(A run of records)
▬▬▬▬▬▬▬▬▬▬

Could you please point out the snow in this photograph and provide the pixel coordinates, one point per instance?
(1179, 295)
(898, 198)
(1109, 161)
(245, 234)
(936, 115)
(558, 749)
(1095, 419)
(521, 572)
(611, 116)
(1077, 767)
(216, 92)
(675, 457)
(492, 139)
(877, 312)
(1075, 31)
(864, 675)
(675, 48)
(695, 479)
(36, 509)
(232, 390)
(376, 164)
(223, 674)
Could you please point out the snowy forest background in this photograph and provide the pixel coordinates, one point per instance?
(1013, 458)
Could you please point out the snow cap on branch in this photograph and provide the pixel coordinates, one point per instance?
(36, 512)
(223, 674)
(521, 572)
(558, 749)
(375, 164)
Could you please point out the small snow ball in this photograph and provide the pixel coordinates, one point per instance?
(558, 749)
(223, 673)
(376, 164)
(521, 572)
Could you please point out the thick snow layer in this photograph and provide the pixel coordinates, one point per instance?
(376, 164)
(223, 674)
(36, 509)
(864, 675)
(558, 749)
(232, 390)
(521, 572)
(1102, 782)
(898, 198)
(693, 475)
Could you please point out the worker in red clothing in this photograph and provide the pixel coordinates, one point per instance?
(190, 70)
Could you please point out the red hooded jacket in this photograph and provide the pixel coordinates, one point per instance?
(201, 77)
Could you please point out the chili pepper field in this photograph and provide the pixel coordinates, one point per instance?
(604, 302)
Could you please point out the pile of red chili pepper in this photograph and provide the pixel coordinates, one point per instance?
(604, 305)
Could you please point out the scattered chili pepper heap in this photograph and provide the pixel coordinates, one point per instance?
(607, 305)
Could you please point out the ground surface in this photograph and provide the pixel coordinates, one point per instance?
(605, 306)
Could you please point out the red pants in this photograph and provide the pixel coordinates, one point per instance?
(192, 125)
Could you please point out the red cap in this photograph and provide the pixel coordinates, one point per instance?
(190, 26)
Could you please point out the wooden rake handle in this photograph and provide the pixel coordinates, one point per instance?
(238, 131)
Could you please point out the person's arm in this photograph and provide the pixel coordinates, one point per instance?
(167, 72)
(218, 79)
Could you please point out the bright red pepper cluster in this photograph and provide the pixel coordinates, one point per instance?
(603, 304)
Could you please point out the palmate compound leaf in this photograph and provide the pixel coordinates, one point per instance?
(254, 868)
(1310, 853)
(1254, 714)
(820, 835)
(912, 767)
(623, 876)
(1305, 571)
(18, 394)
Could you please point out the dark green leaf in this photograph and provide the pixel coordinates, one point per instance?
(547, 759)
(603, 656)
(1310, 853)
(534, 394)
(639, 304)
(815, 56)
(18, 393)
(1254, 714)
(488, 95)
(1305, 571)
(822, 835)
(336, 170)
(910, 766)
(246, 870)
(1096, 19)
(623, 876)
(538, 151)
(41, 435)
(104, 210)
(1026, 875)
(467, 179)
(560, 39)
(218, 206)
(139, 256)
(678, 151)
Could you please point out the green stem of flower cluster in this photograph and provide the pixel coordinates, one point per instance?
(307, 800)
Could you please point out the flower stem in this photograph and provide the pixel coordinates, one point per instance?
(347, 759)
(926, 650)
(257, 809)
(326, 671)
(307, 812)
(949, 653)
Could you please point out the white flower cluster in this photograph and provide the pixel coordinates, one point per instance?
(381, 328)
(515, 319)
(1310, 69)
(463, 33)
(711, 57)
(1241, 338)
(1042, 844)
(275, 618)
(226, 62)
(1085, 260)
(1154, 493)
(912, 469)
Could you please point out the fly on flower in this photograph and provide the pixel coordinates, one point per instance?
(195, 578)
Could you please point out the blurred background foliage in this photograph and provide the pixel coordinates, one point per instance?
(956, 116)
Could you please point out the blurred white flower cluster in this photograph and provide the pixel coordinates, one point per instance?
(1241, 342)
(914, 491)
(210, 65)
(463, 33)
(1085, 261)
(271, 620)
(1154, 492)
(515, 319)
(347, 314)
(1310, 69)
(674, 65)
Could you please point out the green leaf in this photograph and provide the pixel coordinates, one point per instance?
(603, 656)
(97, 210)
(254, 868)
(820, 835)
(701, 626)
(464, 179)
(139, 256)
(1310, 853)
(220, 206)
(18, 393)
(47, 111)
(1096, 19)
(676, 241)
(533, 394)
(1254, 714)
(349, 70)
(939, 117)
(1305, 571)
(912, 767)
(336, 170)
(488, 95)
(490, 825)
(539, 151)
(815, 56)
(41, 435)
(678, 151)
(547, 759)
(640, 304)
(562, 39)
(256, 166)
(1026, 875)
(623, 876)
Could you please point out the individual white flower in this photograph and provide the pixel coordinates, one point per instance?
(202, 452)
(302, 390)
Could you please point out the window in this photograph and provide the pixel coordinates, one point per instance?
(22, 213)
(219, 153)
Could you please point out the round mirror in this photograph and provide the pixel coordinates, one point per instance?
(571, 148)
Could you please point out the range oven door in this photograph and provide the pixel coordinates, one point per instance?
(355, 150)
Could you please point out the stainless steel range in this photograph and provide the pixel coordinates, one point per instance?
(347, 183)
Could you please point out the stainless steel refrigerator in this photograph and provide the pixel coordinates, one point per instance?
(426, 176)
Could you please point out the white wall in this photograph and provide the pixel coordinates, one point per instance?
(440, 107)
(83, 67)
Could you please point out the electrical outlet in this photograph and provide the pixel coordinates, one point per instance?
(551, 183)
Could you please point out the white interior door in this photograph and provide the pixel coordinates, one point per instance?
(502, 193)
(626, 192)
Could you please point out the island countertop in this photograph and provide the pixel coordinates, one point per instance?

▬▬▬▬▬▬▬▬▬▬

→ TASK TO CARRY OUT:
Quote, word for word, every line starting at the one that contains "Could you please point out the window" and ending with the final line of the entries.

→ WRITTEN SOLUTION:
Could you please point out the window in this photograph and provide the pixel coordinates, one point per instance?
(22, 213)
(219, 153)
Could you please point out the round mirror in this photograph and provide the pixel coordinates, one point per instance?
(571, 148)
Could you please point out the range oven door in this photograph and provide the pixel coordinates, one point per instance?
(355, 150)
Could you please point out the stainless steel range in this photograph and provide the pixel coordinates, one point per instance?
(347, 183)
Could you please point out the stainless steel refrigerator in this photograph and provide the pixel coordinates, one point per instance?
(426, 176)
Could you please point out the white wall in this photograph and provide the pixel coordinates, one point per instance?
(440, 107)
(83, 67)
Could you please point out the electrical outlet in this photograph and provide the pixel coordinates, one point per instance?
(551, 183)
Could you please point out the white interior door in this photograph and provide the pixel coordinates, one point per instance?
(502, 193)
(626, 192)
Could you please point out the island countertop in this photograph and provide the pixel coordinates, one point per instance?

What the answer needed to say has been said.